[Document text]:
At last year’s Salon du Chocolat in Paris I met up with Franck Morin, of Chocolaterie A. Morin, a French chocolatier from Donzère, who have been making their own chocolate from the bean for several generations
Morin are not exactly a household name in the UK, but their chocolate has recently made a splash here since they’ve been working with London chocolatier Marc DeMarquette. Morin are the chocolate maker behind Marc’s award winning Vietnam bar, which was launched last year in conjunction with UK aid charity, ActionAid. Marc worked with Franck to create the bar, and has since worked with him on a number of other origins, including a rather interesting Peru.
I had tried Morin’s chocolate, but not their filled creations. It was a pleasant surprise then when a box arrived just before Christmas last year. It seemed only fair to post a review, but somehow two thirds of 2011 has already vanished! So here then is a very late posting of my notes from the end of 2010.
Chocolate coated nougat
I’m not normally a nougat fan, having been brought up on the hard sticky-sweet stuff traditionally served in the UK. But as is often the case with well known and seemingly mundane foods, there’s often a little more depth and subtlty when you get to the quality end.
Cutting the Morin nougat and on the first bite it seems like it’s going to be quite hard, but the nougat quickly melts on the mouth. The aroma is of good fresh nuts,
As the nougat melts it gets sweeter, but not cloyingly so. The Morin chocolate coating adds a good compliment to the mix, but plays second fiddle to the nougat. After-taste is pleasant and clean.
Palet D’or praline
Most chocolatiers have a classic ‘Palet D’or’ in their collection, a usually round chocolate coated bonbon with a dash of gold leaf on the top. In this case, Morin have gone for a praline rather than ganache filling, with a very understated gold fleck. Praline could well be the traditional filling for a palet d’or in the area, but this is a first for me.

[Set exercise A]: For each statement, say whether it agrees with the chocolate review, and quote the words of the review that decide it: (i) Morin make their own chocolate from the bean; (ii) the Morin palet d'or has a ganache filling; (iii) the nougat leaves a pleasant, clean after-taste.
The chocolate review and the records that follow it come from unrelated sources.

[Dataset content]:
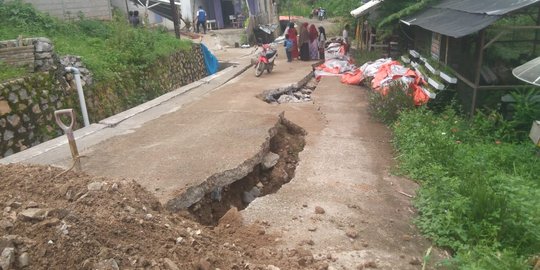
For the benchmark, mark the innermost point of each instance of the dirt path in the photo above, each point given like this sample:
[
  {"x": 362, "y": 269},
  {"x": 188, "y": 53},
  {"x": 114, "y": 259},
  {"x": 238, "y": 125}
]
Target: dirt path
[{"x": 344, "y": 169}]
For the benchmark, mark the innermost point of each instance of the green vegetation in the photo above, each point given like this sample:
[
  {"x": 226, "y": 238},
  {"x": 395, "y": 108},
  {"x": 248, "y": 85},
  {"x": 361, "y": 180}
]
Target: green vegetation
[
  {"x": 480, "y": 193},
  {"x": 387, "y": 108},
  {"x": 106, "y": 47},
  {"x": 8, "y": 72}
]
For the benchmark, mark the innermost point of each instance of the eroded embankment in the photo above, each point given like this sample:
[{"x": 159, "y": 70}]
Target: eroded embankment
[{"x": 276, "y": 166}]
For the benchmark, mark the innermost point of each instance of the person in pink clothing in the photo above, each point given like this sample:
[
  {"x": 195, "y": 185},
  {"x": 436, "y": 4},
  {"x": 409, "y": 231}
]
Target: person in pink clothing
[
  {"x": 293, "y": 35},
  {"x": 313, "y": 43}
]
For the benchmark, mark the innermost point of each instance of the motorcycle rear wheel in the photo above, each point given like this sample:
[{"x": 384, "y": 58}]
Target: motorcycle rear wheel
[
  {"x": 270, "y": 67},
  {"x": 259, "y": 69}
]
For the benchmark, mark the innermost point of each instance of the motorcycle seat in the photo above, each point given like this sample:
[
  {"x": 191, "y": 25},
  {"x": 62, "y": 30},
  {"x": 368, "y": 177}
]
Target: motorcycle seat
[{"x": 270, "y": 54}]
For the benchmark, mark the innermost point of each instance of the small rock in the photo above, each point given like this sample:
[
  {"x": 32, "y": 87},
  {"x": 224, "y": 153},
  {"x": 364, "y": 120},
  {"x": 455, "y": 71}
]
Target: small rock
[
  {"x": 95, "y": 186},
  {"x": 130, "y": 209},
  {"x": 204, "y": 265},
  {"x": 351, "y": 233},
  {"x": 33, "y": 214},
  {"x": 170, "y": 265},
  {"x": 370, "y": 264},
  {"x": 32, "y": 205},
  {"x": 50, "y": 222},
  {"x": 5, "y": 224},
  {"x": 249, "y": 196},
  {"x": 415, "y": 261},
  {"x": 24, "y": 260},
  {"x": 179, "y": 240},
  {"x": 270, "y": 160},
  {"x": 7, "y": 258},
  {"x": 15, "y": 204},
  {"x": 319, "y": 210},
  {"x": 114, "y": 187},
  {"x": 109, "y": 264}
]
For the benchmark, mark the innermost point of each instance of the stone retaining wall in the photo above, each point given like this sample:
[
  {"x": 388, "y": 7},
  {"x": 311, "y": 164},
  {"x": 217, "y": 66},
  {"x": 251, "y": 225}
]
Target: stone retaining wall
[
  {"x": 27, "y": 105},
  {"x": 35, "y": 53}
]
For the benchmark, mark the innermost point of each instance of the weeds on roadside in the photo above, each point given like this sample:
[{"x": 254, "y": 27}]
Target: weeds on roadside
[
  {"x": 105, "y": 47},
  {"x": 386, "y": 108},
  {"x": 479, "y": 196}
]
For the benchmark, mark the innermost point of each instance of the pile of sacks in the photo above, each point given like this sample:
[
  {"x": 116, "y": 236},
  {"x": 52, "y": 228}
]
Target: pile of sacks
[{"x": 383, "y": 72}]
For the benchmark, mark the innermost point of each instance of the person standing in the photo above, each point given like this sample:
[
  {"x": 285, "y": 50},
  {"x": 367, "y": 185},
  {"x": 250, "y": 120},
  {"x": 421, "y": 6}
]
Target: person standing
[
  {"x": 201, "y": 19},
  {"x": 313, "y": 43},
  {"x": 346, "y": 41},
  {"x": 322, "y": 41},
  {"x": 293, "y": 35},
  {"x": 303, "y": 42},
  {"x": 288, "y": 47}
]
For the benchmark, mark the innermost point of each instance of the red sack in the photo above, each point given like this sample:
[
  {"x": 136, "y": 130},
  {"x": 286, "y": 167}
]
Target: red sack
[{"x": 353, "y": 78}]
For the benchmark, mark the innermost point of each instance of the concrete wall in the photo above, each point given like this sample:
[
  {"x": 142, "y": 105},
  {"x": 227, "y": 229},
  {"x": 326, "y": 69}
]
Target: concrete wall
[
  {"x": 27, "y": 104},
  {"x": 66, "y": 9}
]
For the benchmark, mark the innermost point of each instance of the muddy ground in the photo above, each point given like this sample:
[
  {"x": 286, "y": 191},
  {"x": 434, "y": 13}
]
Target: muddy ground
[{"x": 56, "y": 220}]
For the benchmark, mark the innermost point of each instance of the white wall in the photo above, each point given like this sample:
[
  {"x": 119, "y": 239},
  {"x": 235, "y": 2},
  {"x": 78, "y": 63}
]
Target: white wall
[{"x": 65, "y": 9}]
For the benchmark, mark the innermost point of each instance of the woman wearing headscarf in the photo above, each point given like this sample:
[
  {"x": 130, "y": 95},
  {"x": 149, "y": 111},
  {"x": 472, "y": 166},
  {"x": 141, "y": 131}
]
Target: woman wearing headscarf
[
  {"x": 313, "y": 43},
  {"x": 303, "y": 42},
  {"x": 293, "y": 35},
  {"x": 322, "y": 41}
]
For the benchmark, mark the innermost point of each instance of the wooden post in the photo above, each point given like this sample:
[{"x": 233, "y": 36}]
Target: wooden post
[
  {"x": 446, "y": 53},
  {"x": 358, "y": 34},
  {"x": 536, "y": 31},
  {"x": 176, "y": 20},
  {"x": 481, "y": 41}
]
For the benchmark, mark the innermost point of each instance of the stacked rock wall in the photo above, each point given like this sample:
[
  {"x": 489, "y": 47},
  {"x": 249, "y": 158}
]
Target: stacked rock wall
[
  {"x": 27, "y": 104},
  {"x": 34, "y": 53}
]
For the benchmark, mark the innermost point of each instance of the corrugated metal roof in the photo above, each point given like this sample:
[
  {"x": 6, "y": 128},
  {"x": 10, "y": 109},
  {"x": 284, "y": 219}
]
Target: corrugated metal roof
[
  {"x": 365, "y": 8},
  {"x": 489, "y": 7},
  {"x": 458, "y": 18}
]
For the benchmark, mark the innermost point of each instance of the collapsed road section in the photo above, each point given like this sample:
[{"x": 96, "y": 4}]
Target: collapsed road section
[
  {"x": 264, "y": 173},
  {"x": 277, "y": 168}
]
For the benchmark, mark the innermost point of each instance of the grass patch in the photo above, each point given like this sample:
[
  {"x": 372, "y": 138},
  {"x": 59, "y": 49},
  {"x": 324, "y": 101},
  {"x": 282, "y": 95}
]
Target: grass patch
[
  {"x": 105, "y": 47},
  {"x": 480, "y": 194},
  {"x": 10, "y": 72}
]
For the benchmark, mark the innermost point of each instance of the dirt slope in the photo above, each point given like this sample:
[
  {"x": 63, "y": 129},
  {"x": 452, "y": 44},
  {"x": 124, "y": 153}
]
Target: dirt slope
[{"x": 52, "y": 220}]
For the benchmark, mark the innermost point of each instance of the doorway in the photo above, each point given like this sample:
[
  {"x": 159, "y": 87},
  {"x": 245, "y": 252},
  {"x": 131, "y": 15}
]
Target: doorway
[{"x": 227, "y": 7}]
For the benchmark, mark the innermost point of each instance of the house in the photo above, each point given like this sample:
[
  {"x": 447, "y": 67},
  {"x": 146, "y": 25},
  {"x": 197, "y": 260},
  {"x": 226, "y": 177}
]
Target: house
[
  {"x": 480, "y": 40},
  {"x": 94, "y": 9}
]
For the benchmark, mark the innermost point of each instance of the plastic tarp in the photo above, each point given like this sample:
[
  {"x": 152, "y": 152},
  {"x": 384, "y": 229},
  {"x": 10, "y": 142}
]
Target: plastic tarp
[
  {"x": 386, "y": 71},
  {"x": 529, "y": 72},
  {"x": 458, "y": 18},
  {"x": 210, "y": 61}
]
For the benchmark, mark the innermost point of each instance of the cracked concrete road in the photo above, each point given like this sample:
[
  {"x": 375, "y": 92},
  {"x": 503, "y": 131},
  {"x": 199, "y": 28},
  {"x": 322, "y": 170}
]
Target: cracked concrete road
[
  {"x": 222, "y": 127},
  {"x": 344, "y": 169}
]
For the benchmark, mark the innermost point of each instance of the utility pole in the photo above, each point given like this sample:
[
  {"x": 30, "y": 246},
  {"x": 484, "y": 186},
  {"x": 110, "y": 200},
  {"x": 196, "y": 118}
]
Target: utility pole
[
  {"x": 176, "y": 20},
  {"x": 289, "y": 3}
]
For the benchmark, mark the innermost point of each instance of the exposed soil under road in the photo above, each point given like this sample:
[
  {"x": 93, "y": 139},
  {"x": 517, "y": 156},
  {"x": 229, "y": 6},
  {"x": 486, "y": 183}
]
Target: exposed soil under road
[
  {"x": 76, "y": 221},
  {"x": 287, "y": 143}
]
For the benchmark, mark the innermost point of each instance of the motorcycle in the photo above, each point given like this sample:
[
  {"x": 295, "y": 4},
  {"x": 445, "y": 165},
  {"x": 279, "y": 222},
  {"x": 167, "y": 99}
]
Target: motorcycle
[{"x": 265, "y": 60}]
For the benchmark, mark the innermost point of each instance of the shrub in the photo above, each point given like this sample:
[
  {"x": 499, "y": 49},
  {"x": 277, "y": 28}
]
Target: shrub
[
  {"x": 105, "y": 47},
  {"x": 478, "y": 196},
  {"x": 386, "y": 108}
]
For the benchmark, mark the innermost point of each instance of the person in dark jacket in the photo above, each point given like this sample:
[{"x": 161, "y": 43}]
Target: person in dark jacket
[{"x": 303, "y": 42}]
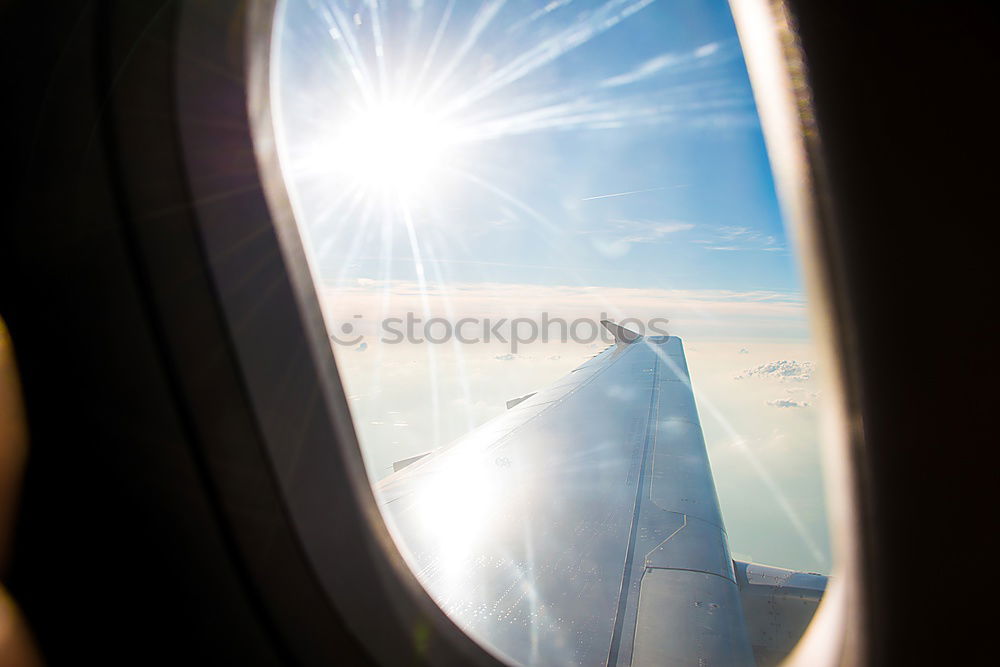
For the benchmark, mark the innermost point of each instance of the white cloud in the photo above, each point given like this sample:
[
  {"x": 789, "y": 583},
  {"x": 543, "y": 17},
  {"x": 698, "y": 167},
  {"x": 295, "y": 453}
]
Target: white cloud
[
  {"x": 665, "y": 61},
  {"x": 730, "y": 238},
  {"x": 788, "y": 403},
  {"x": 637, "y": 231}
]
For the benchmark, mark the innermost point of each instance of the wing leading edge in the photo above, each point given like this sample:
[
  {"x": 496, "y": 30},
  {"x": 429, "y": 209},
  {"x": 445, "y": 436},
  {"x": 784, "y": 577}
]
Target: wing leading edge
[{"x": 582, "y": 525}]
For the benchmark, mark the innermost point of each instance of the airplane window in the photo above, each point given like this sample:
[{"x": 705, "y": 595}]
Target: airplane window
[{"x": 568, "y": 317}]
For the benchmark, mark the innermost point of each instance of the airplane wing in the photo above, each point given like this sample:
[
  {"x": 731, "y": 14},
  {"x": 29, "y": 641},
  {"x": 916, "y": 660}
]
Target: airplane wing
[{"x": 582, "y": 525}]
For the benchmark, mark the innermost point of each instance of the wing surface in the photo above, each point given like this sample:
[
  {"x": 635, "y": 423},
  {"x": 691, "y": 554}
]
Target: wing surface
[{"x": 582, "y": 525}]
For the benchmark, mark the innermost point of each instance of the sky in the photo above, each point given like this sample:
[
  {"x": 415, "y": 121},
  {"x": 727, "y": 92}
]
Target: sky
[{"x": 508, "y": 159}]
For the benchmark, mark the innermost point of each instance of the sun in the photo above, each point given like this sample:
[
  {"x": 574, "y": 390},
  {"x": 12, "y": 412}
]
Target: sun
[{"x": 394, "y": 148}]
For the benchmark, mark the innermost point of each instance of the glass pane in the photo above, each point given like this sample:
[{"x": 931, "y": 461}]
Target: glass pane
[{"x": 478, "y": 185}]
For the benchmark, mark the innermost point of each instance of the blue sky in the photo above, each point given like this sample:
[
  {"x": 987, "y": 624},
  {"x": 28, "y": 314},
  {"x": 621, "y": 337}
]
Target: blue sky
[{"x": 570, "y": 157}]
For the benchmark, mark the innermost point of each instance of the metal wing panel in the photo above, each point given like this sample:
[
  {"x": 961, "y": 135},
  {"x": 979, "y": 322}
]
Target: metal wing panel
[{"x": 533, "y": 530}]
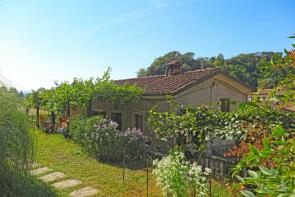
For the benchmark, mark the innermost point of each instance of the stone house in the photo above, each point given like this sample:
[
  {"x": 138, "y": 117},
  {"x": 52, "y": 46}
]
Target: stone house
[{"x": 198, "y": 87}]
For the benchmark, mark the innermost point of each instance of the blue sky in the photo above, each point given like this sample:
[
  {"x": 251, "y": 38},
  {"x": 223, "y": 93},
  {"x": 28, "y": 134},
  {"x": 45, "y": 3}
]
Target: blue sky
[{"x": 44, "y": 41}]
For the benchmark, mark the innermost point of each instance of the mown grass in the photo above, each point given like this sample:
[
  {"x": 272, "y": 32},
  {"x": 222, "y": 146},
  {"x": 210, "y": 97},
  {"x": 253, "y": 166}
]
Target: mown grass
[
  {"x": 65, "y": 156},
  {"x": 18, "y": 184}
]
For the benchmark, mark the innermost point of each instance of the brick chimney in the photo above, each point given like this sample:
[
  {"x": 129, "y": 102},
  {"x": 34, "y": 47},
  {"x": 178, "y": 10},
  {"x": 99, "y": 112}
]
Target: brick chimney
[{"x": 173, "y": 68}]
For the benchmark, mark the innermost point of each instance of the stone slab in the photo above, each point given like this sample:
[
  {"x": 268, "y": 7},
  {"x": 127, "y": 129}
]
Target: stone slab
[
  {"x": 66, "y": 184},
  {"x": 52, "y": 177},
  {"x": 84, "y": 192},
  {"x": 35, "y": 165},
  {"x": 40, "y": 171}
]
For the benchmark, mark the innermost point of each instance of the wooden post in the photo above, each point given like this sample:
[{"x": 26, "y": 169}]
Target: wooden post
[
  {"x": 147, "y": 175},
  {"x": 52, "y": 115},
  {"x": 124, "y": 165},
  {"x": 37, "y": 115},
  {"x": 210, "y": 187}
]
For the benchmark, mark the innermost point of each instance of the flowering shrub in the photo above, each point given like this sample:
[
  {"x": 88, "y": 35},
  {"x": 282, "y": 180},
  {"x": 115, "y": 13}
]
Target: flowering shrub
[
  {"x": 179, "y": 178},
  {"x": 102, "y": 139},
  {"x": 271, "y": 168}
]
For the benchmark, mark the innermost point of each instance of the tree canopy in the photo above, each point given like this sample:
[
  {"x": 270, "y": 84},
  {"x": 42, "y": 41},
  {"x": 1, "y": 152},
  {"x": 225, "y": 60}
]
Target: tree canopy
[{"x": 254, "y": 69}]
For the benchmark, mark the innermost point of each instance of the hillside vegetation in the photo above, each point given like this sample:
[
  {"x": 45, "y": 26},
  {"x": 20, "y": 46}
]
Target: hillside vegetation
[{"x": 256, "y": 70}]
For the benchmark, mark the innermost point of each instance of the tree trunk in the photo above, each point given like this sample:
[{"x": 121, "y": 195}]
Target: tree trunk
[
  {"x": 69, "y": 109},
  {"x": 89, "y": 108},
  {"x": 37, "y": 116},
  {"x": 52, "y": 115}
]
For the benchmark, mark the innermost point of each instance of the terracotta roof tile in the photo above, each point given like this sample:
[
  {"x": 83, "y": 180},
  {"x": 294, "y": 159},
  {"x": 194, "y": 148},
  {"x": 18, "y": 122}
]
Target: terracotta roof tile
[{"x": 157, "y": 85}]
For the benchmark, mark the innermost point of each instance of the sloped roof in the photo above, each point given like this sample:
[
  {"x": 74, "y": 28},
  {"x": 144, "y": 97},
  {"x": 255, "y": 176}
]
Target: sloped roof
[{"x": 161, "y": 84}]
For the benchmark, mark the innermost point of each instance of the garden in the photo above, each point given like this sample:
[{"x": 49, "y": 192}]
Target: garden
[{"x": 129, "y": 163}]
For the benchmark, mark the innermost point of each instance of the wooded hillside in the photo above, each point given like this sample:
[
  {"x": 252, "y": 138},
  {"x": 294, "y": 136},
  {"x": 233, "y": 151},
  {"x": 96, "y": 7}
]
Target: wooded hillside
[{"x": 254, "y": 69}]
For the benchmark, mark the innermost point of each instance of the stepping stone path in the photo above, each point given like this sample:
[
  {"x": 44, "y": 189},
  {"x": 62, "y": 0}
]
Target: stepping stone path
[
  {"x": 85, "y": 191},
  {"x": 52, "y": 177},
  {"x": 68, "y": 183},
  {"x": 40, "y": 171}
]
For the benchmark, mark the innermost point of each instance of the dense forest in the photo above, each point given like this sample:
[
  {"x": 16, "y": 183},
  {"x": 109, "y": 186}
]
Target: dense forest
[{"x": 257, "y": 70}]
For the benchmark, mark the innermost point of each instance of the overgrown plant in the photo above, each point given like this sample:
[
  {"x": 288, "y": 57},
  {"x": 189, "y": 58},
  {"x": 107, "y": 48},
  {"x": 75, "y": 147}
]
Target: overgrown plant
[
  {"x": 16, "y": 143},
  {"x": 102, "y": 139},
  {"x": 179, "y": 178},
  {"x": 271, "y": 168}
]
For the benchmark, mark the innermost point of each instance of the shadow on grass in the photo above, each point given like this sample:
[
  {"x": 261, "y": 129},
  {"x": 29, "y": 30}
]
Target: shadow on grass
[{"x": 14, "y": 184}]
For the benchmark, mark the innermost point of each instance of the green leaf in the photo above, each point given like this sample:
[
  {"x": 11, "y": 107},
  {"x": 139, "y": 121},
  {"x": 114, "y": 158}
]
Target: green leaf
[
  {"x": 253, "y": 150},
  {"x": 253, "y": 174},
  {"x": 265, "y": 143},
  {"x": 266, "y": 171},
  {"x": 240, "y": 179},
  {"x": 278, "y": 131},
  {"x": 247, "y": 193}
]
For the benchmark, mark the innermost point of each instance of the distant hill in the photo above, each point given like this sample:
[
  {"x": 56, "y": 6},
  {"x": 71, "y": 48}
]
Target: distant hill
[{"x": 253, "y": 69}]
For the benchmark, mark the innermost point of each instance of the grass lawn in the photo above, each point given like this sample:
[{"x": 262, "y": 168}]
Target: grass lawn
[{"x": 65, "y": 156}]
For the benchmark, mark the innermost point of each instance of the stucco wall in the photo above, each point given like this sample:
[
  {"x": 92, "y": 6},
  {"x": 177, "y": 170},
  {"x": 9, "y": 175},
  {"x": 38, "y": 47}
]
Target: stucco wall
[
  {"x": 199, "y": 94},
  {"x": 209, "y": 92}
]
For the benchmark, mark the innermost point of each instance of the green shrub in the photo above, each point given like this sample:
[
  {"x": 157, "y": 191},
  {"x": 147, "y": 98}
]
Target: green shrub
[
  {"x": 179, "y": 178},
  {"x": 102, "y": 139},
  {"x": 19, "y": 184},
  {"x": 16, "y": 150}
]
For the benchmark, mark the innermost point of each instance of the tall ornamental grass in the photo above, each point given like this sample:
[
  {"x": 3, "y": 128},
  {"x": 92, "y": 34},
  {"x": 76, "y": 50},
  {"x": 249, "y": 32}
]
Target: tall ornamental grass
[
  {"x": 17, "y": 151},
  {"x": 16, "y": 144}
]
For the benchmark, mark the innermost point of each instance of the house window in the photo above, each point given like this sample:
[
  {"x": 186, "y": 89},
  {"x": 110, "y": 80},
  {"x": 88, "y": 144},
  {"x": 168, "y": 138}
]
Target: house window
[
  {"x": 117, "y": 117},
  {"x": 138, "y": 121},
  {"x": 99, "y": 113},
  {"x": 225, "y": 105}
]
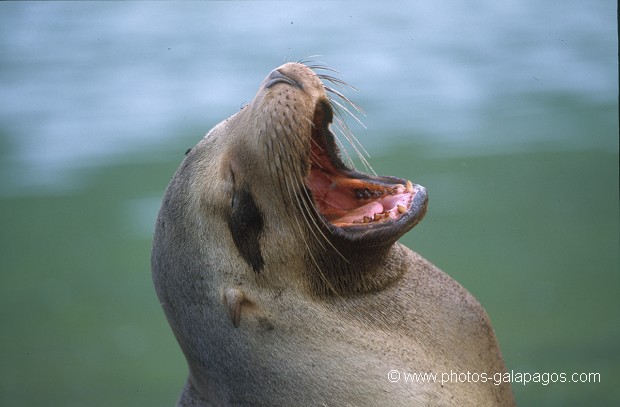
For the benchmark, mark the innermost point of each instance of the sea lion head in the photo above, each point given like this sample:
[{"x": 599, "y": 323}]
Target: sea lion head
[{"x": 268, "y": 187}]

[Set exercise B]: Switch "benchmark" to "test set" in the records from the line containing "of the stucco" through the end of the records, leaving everything else unchanged. Give back only those lines, and leave the pictures out.

[Task answer A]:
(i) Yes: "who have been making their own chocolate from the bean for several generations"
(ii) No: "Morin have gone for a praline rather than ganache filling"
(iii) Yes: "After-taste is pleasant and clean."

[Task answer B]:
For the test set, mark the innermost point of each instance of the stucco wall in the photo above, each point given like this sample:
[
  {"x": 92, "y": 6},
  {"x": 177, "y": 170},
  {"x": 9, "y": 175},
  {"x": 38, "y": 47}
]
Target: stucco wall
[
  {"x": 199, "y": 94},
  {"x": 209, "y": 92}
]
For the test set, mark the innermost point of each instance of the green shrub in the photo above, each point given like this sample:
[
  {"x": 157, "y": 191},
  {"x": 147, "y": 98}
]
Target: green shrub
[
  {"x": 179, "y": 178},
  {"x": 102, "y": 139},
  {"x": 19, "y": 184},
  {"x": 16, "y": 150}
]
For the test set, mark the innermost point of each instance of the tall ornamental grass in the photo above, each point given like this sample:
[
  {"x": 3, "y": 128},
  {"x": 92, "y": 34},
  {"x": 76, "y": 50},
  {"x": 249, "y": 32}
]
Target: tall ornamental grass
[
  {"x": 17, "y": 151},
  {"x": 16, "y": 144}
]
For the test set, mark the innermost point of each instance of the house window in the photo above, each point given like this sample:
[
  {"x": 186, "y": 89},
  {"x": 110, "y": 80},
  {"x": 88, "y": 144},
  {"x": 168, "y": 138}
]
Target: house window
[
  {"x": 117, "y": 117},
  {"x": 138, "y": 121},
  {"x": 99, "y": 113},
  {"x": 225, "y": 105}
]
For the test set, mark the innermost point of each instance of the sea lion head in the photo above, each point given like this sample:
[{"x": 599, "y": 323}]
Target: sea lion head
[{"x": 268, "y": 187}]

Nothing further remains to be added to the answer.